* **PROVIDED MATERIAL**:
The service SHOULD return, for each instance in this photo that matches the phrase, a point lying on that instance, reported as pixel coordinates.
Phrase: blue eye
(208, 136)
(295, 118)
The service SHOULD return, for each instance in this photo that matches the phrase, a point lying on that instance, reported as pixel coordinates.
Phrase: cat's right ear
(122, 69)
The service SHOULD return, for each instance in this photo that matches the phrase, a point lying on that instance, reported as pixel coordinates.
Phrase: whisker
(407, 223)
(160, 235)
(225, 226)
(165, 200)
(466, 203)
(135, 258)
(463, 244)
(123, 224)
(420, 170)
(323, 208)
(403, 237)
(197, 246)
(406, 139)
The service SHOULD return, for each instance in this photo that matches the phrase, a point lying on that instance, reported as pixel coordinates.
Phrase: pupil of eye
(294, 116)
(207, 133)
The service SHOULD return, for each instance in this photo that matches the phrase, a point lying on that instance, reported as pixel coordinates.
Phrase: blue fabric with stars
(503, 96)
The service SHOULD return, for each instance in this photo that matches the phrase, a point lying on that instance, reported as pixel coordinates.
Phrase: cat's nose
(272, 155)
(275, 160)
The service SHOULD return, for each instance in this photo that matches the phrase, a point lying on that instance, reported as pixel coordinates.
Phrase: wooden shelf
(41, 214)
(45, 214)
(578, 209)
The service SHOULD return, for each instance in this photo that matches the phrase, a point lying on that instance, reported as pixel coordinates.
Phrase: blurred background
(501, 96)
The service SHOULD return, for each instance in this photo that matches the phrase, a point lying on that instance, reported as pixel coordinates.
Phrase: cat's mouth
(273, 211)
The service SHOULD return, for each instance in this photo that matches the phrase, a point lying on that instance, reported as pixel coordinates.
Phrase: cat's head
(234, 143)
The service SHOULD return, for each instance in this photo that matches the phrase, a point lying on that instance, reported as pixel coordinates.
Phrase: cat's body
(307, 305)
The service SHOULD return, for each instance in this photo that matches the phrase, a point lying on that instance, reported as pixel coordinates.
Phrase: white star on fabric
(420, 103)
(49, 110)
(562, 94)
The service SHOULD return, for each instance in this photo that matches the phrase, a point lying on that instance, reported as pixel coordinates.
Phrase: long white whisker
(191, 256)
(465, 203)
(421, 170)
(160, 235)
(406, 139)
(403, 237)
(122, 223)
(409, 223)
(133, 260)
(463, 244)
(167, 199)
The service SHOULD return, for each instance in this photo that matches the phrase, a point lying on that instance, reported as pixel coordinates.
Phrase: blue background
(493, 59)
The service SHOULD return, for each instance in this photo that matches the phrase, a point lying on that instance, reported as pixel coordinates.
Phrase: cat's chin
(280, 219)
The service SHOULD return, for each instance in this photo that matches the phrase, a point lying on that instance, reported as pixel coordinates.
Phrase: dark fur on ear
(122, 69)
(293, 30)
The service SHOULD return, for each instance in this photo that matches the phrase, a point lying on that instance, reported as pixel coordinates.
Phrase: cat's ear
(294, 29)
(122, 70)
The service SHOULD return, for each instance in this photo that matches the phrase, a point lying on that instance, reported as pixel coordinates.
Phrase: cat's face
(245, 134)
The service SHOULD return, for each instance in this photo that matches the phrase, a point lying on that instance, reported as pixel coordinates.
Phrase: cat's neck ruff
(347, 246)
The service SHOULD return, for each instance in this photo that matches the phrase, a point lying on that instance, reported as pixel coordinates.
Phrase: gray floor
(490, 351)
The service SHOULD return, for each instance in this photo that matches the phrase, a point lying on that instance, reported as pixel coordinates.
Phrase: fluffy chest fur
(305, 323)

* **EXERCISE**:
Could you output every record above exactly as written?

* **ANSWER**:
The service SHOULD return, for each instance in this photo that matches the phrase, a point lying on that instance, reported as pixel coordinates.
Phrase: blue eye
(208, 136)
(295, 118)
The service SHOULD return, for each instance in this photo that matches the phrase, a point lying on that instance, reported as pixel coordinates.
Phrase: cat's right ear
(122, 69)
The service SHOULD return, for each instance in this photo that matches the phrase, a point lying on that instance, reported as pixel coordinates.
Phrase: whisker
(407, 223)
(160, 235)
(225, 226)
(165, 200)
(466, 203)
(135, 258)
(463, 244)
(123, 224)
(420, 170)
(323, 208)
(403, 237)
(197, 246)
(406, 139)
The service SHOULD return, for each instance in this photo that matches the phrase, a point lying on that instance, reported as pixel coordinates.
Phrase: pupil of eye
(294, 116)
(207, 133)
The service SHOULD return, for each instance in this photo that matches the phrase, a point lying on that instance, reported as pixel coordinates.
Phrase: blue fabric with stars
(503, 96)
The service SHOULD return, for each instance in this photo that matches the phrase, a point lying on that instance, reported as pixel coordinates.
Phrase: cat's nose
(272, 155)
(275, 160)
The service SHOULD return, for each instance in this photo that matches the phrase, a point lying on that instance, reported as pixel coordinates.
Phrase: wooden shelf
(41, 214)
(45, 214)
(578, 209)
The service SHOULD return, for each instance in this photo that matches the phrase, a point lying on that instance, reported as pixel coordinates.
Phrase: blurred background
(501, 96)
The service SHOULD return, for each instance in this photo that matches the phrase, a point lying on that instance, reported as pixel coordinates.
Phrase: cat's mouth
(273, 211)
The service SHOULD return, for each instance in this photo that matches the phrase, a point lying on that instance, reported as pixel coordinates.
Phrase: cat's head
(234, 143)
The service SHOULD return, for each instance in this photo that matches the phrase, a point lying on that instance, reported as pixel coordinates.
Phrase: cat's body
(307, 305)
The service SHOULD return, for each instance in this photo that matches the phrase, a point lying on that instance, reported as pixel coordinates.
Phrase: white star on fabric
(420, 103)
(49, 110)
(562, 94)
The service SHOULD return, for each instance in this photo that matches the phrase, a point lying on that instance, reported as pixel coordinates.
Phrase: long white whisker
(191, 256)
(465, 203)
(421, 170)
(160, 235)
(406, 139)
(403, 237)
(122, 223)
(409, 223)
(133, 260)
(463, 244)
(167, 199)
The service SHOULD return, for each instance in this photo that matches the phrase, a point lying on that instance, reported as pixel coordinates.
Phrase: blue background
(493, 59)
The service SHOULD return, for each instance in this photo that matches the phrase, a point lying on that instance, reported as pixel coordinates.
Phrase: cat's chin
(280, 219)
The service SHOULD return, for each instance in this photo that matches the phrase, a point lying on that instance, reported as pixel coordinates.
Phrase: dark fur on ear
(122, 69)
(293, 30)
The service SHOULD return, for each instance in this photo that matches the phrase, a point lying on that instance, reported as pixel coordinates.
Phrase: cat's ear
(294, 29)
(122, 70)
The service SHOULD return, for each instance in this photo that matches the phrase, a point lying on that instance, reported as pixel coordinates.
Phrase: cat's face
(245, 134)
The service SHOULD return, for each instance in this photo that matches the phrase, a point lying on that instance, reported as pixel coordinates.
Phrase: cat's neck ruff
(347, 246)
The service SHOULD return, for each instance in this photo that matches the phrase, a point lying on that instance, reported as pixel coordinates.
Phrase: gray floor
(490, 351)
The service SHOULD return, for each instance in this photo that matches the phrase, a point lying on that instance, reported as pixel coordinates.
Phrase: fluffy chest fur
(305, 323)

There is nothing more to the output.